[Records from a pointing dataset]
══════════
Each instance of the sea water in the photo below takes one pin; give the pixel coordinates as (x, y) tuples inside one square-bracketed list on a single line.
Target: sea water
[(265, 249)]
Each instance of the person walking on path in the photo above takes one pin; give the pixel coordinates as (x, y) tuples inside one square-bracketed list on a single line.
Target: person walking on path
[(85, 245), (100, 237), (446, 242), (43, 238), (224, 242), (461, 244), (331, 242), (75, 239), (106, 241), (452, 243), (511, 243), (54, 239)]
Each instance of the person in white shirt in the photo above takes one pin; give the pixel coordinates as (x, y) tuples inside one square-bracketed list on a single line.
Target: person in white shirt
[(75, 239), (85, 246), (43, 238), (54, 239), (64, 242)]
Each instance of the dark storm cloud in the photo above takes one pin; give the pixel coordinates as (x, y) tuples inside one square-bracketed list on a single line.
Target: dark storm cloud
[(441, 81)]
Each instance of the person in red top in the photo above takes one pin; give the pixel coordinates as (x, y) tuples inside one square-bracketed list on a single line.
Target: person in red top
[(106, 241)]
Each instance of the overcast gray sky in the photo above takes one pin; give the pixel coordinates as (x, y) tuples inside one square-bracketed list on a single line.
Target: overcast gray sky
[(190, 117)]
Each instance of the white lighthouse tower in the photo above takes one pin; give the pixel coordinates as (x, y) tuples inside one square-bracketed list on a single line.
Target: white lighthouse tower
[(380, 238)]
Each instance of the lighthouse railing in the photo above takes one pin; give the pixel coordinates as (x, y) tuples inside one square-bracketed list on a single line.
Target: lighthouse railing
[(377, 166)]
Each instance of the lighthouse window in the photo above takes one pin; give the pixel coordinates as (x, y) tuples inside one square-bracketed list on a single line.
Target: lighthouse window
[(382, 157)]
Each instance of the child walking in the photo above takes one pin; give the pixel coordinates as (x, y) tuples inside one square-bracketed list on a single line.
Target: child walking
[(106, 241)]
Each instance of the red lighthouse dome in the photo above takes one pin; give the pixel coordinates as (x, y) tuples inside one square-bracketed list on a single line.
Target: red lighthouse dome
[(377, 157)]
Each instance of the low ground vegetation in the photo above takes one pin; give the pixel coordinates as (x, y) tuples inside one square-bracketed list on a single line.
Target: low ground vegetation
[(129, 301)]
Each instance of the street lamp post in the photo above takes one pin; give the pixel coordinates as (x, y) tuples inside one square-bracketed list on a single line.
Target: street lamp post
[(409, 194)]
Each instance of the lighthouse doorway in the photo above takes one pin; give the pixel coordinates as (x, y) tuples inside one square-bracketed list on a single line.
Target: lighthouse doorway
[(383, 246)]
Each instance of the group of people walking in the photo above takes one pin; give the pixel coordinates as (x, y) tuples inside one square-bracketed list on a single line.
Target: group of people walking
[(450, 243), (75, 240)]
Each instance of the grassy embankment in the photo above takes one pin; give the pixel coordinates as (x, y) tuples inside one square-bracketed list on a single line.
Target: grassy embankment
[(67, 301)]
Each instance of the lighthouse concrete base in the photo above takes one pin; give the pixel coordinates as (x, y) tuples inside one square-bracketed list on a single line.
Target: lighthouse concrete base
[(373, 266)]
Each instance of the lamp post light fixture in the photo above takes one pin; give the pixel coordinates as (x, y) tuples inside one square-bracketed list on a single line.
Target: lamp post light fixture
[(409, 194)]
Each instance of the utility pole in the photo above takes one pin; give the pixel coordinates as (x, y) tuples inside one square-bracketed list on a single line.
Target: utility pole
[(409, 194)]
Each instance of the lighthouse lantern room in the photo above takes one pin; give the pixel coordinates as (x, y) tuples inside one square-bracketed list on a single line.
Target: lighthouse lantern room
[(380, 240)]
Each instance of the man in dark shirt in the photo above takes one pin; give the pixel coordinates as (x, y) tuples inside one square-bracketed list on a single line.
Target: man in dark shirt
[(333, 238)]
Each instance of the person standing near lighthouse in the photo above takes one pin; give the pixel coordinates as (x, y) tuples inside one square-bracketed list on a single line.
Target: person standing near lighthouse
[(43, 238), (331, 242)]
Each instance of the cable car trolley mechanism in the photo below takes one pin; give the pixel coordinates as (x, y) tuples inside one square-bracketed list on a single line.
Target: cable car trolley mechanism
══════════
What is asked: Please return every line of the listing above without changing anything.

Task solution:
Each instance of the sea water in the photo below takes one pin; give the pixel coordinates as (x, y) tuples inside one square-bracketed list on a single line.
Target: sea water
[(265, 249)]
Each instance of the person walking on path in the photo above takes one pin; give the pixel coordinates as (x, y) tuples inside one square-bracketed list on a single line.
Target: person walking on path
[(85, 245), (100, 237), (446, 242), (43, 238), (224, 242), (461, 244), (331, 242), (75, 239), (106, 241), (452, 243), (511, 243), (54, 239)]
Each instance of the person in white shirt in the photo above takes one pin; give the pixel coordinates as (x, y) tuples inside one square-bracketed list on a single line.
Target: person in white shirt
[(75, 239), (85, 246), (43, 238), (54, 239), (64, 242)]
Each instance of the dark storm cloud in the photo above takes one pin; give the pixel coordinates as (x, y) tuples inside one square-bracketed list on a single line.
Target: dark storm cloud
[(441, 81)]
Each instance of the person in red top in the photo above takes one pin; give the pixel coordinates as (x, y) tuples inside one square-bracketed list on a single line.
Target: person in red top
[(106, 241)]
Each instance of the overcast gray sky in the photo above takes one pin; give the pixel coordinates as (x, y) tuples inside one square-bracketed list on a single line.
Target: overcast gray sky
[(190, 117)]
Each instance of the white lighthouse tower in the photo above takes one pin; give the pixel coordinates as (x, y) tuples inside one square-bracketed list on a single line.
Target: white lighthouse tower
[(380, 238)]
Each instance of the lighthouse railing in the photo above takes one pin; give the pixel coordinates as (x, y) tuples inside one square-bracketed list on a single line.
Target: lighthouse railing
[(377, 166)]
Each instance of the lighthouse window in the photo above takes one pin; give the pixel coordinates as (x, y) tuples inside one square-bracketed list on a single line.
Target: lighthouse window
[(382, 157)]
Each instance of the child walking in the photo above takes one pin; give the pixel coordinates as (x, y) tuples inside one square-bracketed list on a single line.
Target: child walking
[(106, 241)]
Each instance of the red lighthouse dome in the photo above takes one pin; give the pixel coordinates as (x, y) tuples inside one square-bracketed list on a single line.
Target: red lighthouse dome
[(377, 157)]
Each instance of the low ground vegetation in the photo above takes one pin; give the pixel coordinates as (x, y) tuples inside one square-bracketed list on a single line.
Target: low ground vegetation
[(129, 301)]
Each instance of the street lamp post in the photo above takes one pin; give the pixel coordinates as (x, y) tuples inside one square-bracketed list on a single line.
Target: street lamp post
[(409, 194)]
Each instance of the lighthouse doorway in the photo above takes one pin; give the pixel coordinates as (x, y) tuples inside one square-bracketed list on a single line.
Target: lighthouse doorway
[(383, 246)]
Each instance of the group of people walking in the photo above takes one pin; give the pixel coordinates as (x, y) tuples inside one square-bracketed list on a single line.
Target: group of people walking
[(450, 243), (75, 240)]
Each instance of the grassy embankment in the photo above takes one pin; give the pixel coordinates as (x, y) tuples inside one square-bracketed list on a single line.
Target: grassy embankment
[(67, 301)]
Each instance of the lighthouse concrete base in the photo above takes one pin; give the pixel coordinates as (x, y) tuples inside one square-bracketed list on a single line.
Target: lighthouse concrete base
[(373, 266)]
Each instance of the lamp post light fixture in the photo above takes one pin; give the pixel coordinates as (x, y) tuples inside one square-bracketed list on a single line.
Target: lamp post light fixture
[(409, 194)]
Each instance of the utility pole in the photo above takes one pin; give the pixel coordinates as (x, y) tuples inside one square-bracketed list on a single line.
Target: utility pole
[(409, 194)]
Each instance of the lighthouse lantern room in the photo above takes one pin; give the pixel coordinates as (x, y) tuples inside one square-bracketed list on a single line.
Target: lighthouse lantern room
[(380, 240)]
Each instance of the man in dark shirt in the photo above takes one pin; give the pixel coordinates as (x, y) tuples inside one square-bracketed list on a single line.
Target: man in dark shirt
[(333, 238)]
Each instance of the person standing near lighthouse in the photo above takes one pin; give the pixel coordinates as (x, y) tuples inside one square-bracketed list on a single line.
Target: person standing near lighthouse
[(43, 238), (331, 242)]
Each instance of the cable car trolley mechanism in the photo below takes one pin; give the pixel coordinates as (x, y) tuples inside one square-bracketed list on a single line.
Target: cable car trolley mechanism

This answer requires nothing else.